### [SOURCE EXTRACT]
------------------------------------

Now, calculate \( A^{-1} \):
\( A^{-1} = \frac{1}{|A|} \text{adj.A} = \frac{1}{-1} \begin{bmatrix} -1 & 8 & -12 \\ 0 & 1 & -2 \\ 1 & -10 & 15 \end{bmatrix} = \begin{bmatrix} 1 & -8 & 12 \\ 0 & -1 & 2 \\ -1 & 10 & -15 \end{bmatrix} \).
Finally, calculate \( (AB)^{-1} = B^{-1} A^{-1} \):
\( (AB)^{-1} = \begin{bmatrix} 1 & 3 & 3 \\ 1 & 4 & 3 \\ 1 & 3 & 4 \end{bmatrix} \begin{bmatrix} 1 & -8 & 12 \\ 0 & -1 & 2 \\ -1 & 10 & -15 \end{bmatrix} \)
\( = \begin{bmatrix} 1+0-3 & -8-3+30 & 12+6-45 \\ 1+0-3 & -8-4+30 & 12+8-45 \\ 1+0-4 & -8-3+40 & 12+6-60 \end{bmatrix} \)
\( = \begin{bmatrix} -2 & 19 & -27 \\ -2 & 18 & -25 \\ -3 & 29 & -42 \end{bmatrix} \).
In simple words: To find the inverse of the product of two matrices (AB), we used the rule that it equals the inverse of B multiplied by the inverse of A. We already had \( B^{-1} \), so we calculated \( A^{-1} \) first. Then, we multiplied \( B^{-1} \) by \( A^{-1} \) to get the final answer.
🎯 Exam Tip: Remember the property \( (AB)^{-1} = B^{-1} A^{-1} \) for matrix products. Always calculate inverses accurately by finding the determinant and adjoint first.
Question 8. If \( A = \begin{bmatrix} 1 & \tan \alpha \\ -\tan \alpha & 1 \end{bmatrix} \), then prove that : \( A^T A^{-1} = \begin{bmatrix} \cos 2\alpha & -\sin 2\alpha \\ \sin 2\alpha & \cos 2\alpha \end{bmatrix} \).
Answer:
Given matrix \( A = \begin{bmatrix} 1 & \tan \alpha \\ -\tan \alpha & 1 \end{bmatrix} \).
First, find the transpose of A:
\( A^T = \begin{bmatrix} 1 & -\tan \alpha \\ \tan \alpha & 1 \end{bmatrix} \).
Next, find the inverse of A, \( A^{-1} \).
Calculate the determinant of A:
\( |A| = (1)(1) - (\tan \alpha)(-\tan \alpha) = 1 + \tan^2 \alpha \).

------------------------------------

### [DATA RECORDS]
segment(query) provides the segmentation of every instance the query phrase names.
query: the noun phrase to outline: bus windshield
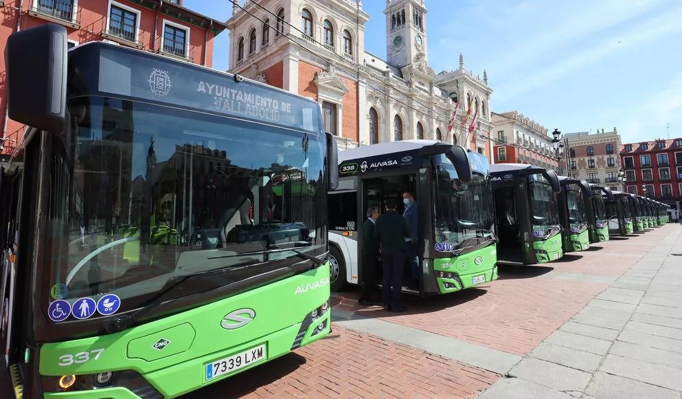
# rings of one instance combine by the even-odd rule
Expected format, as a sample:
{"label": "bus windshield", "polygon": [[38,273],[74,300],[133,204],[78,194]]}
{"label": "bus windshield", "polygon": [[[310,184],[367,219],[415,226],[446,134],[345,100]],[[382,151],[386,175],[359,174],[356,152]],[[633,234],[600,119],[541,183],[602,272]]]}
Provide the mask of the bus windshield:
{"label": "bus windshield", "polygon": [[452,162],[444,155],[438,158],[433,202],[437,240],[459,248],[465,240],[490,237],[495,215],[490,177],[474,172],[471,181],[463,183]]}
{"label": "bus windshield", "polygon": [[323,137],[111,98],[69,109],[44,266],[67,300],[112,293],[125,311],[173,279],[225,270],[167,300],[326,250]]}
{"label": "bus windshield", "polygon": [[595,216],[597,221],[603,222],[606,219],[606,207],[602,198],[593,198],[595,204]]}
{"label": "bus windshield", "polygon": [[531,223],[533,230],[543,230],[559,225],[557,196],[549,183],[533,180],[529,182],[530,191]]}
{"label": "bus windshield", "polygon": [[569,222],[571,224],[586,223],[585,200],[582,193],[577,190],[568,189],[566,191],[566,200],[568,202]]}

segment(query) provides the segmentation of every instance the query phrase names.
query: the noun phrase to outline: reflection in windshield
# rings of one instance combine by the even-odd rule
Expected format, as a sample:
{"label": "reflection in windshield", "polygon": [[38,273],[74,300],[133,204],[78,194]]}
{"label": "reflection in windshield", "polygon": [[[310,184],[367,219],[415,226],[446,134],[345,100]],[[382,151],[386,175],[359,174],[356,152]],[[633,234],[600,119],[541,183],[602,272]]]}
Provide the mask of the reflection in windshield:
{"label": "reflection in windshield", "polygon": [[474,173],[471,182],[462,183],[444,155],[441,155],[435,173],[434,226],[437,241],[452,242],[457,248],[469,239],[490,237],[495,216],[490,177]]}
{"label": "reflection in windshield", "polygon": [[574,189],[566,191],[568,202],[568,220],[571,224],[587,223],[585,213],[585,200],[582,193]]}
{"label": "reflection in windshield", "polygon": [[533,180],[528,184],[530,191],[530,211],[533,230],[559,225],[557,195],[549,183]]}
{"label": "reflection in windshield", "polygon": [[67,299],[112,292],[125,310],[178,275],[229,268],[215,288],[301,261],[268,250],[324,252],[321,137],[116,99],[70,107],[46,247]]}

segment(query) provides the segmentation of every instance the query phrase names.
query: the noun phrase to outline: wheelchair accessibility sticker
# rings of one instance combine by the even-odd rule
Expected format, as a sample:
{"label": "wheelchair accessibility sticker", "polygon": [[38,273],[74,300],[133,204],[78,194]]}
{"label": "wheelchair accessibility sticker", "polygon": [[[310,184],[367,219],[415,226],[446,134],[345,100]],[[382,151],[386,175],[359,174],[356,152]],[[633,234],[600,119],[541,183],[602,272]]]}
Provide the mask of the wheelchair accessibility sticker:
{"label": "wheelchair accessibility sticker", "polygon": [[57,299],[48,307],[48,316],[52,321],[63,321],[71,313],[71,305],[63,299]]}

------------------------------------

### [STATED EXERCISE]
Can you carry on the matrix solution above, starting right after the line that finds the determinant of A?

### [THE RESPONSE]
We know that \( 1 + \tan^2 \alpha = \sec^2 \alpha \). So, \( |A| = \sec^2 \alpha \).
Since \( |A| \neq 0 \), \( A^{-1} \) exists.
The cofactor matrix of A is \( C = \begin{bmatrix} 1 & -(-\tan \alpha) \\ -(\tan \alpha) & 1 \end{bmatrix} = \begin{bmatrix} 1 & \tan \alpha \\ -\tan \alpha & 1 \end{bmatrix} \).
The adjoint of A is the transpose of the cofactor matrix:
\( \text{adj.A} = C^T = \begin{bmatrix} 1 & -\tan \alpha \\ \tan \alpha & 1 \end{bmatrix} \).
Now, calculate \( A^{-1} \):
\( A^{-1} = \frac{1}{|A|} \text{adj.A} = \frac{1}{\sec^2 \alpha} \begin{bmatrix} 1 & -\tan \alpha \\ \tan \alpha & 1 \end{bmatrix} = \cos^2 \alpha \begin{bmatrix} 1 & -\tan \alpha \\ \tan \alpha & 1 \end{bmatrix} \).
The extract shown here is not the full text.